# Exercise details
Copy the passage of the neurologist profile exactly, starting at "When neurologist Robert" and ending at "Augusta County, Va.".

# Exercise text
When neurologist Robert McMahon, MD, began seeing patients at UVA Health System in March, it was a homecoming of sorts; he had obtained his medical degree from UVA 30 years prior. McMahon’s three-decade career between those UVA bookends included training in submarine and diving medicine, an assignment in Scotland and extensive work developing a neurology practice in Augusta County, Va.
It was the Navy and a military health scholarship that initially brought McMahon to UVA Medical School. Upon graduation, he completed an internal medicine internship at Naval Medical Center Portsmouth in Virginia, and then went on an operational medicine tour, specializing in undersea medicine. As part of his training, McMahon attended a six-month course in submarine and diving medicine, which included exercises that allowed him to experience what it was like to descend to great depths undersea and become familiar with the environment on submarines.
“You can read about things and have the sense that you understand the environment your patients work in — the stressors, the environmental circumstances they face,” says McMahon. “But it’s quite another thing to put on one of the deep sea diving rigs and get into a pressure pot where they simulate a 300-foot dive. You realize how hard it is to function in that kind of environment.”
In McMahon’s view, this training continues to enrich his medical practice. “I think having gone through those experiences widens your aperture for considering your patients’ symptoms and difficulties a little bit more,” he says.

# Information given
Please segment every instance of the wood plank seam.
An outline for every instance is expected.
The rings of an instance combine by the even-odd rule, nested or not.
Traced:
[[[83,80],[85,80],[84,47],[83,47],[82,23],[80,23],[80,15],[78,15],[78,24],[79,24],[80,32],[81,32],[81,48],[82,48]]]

# Your solution
When neurologist Robert McMahon, MD, began seeing patients at UVA Health System in March, it was a homecoming of sorts; he had obtained his medical degree from UVA 30 years prior. McMahon’s three-decade career between those UVA bookends included training in submarine and diving medicine, an assignment in Scotland and extensive work developing a neurology practice in Augusta County, Va.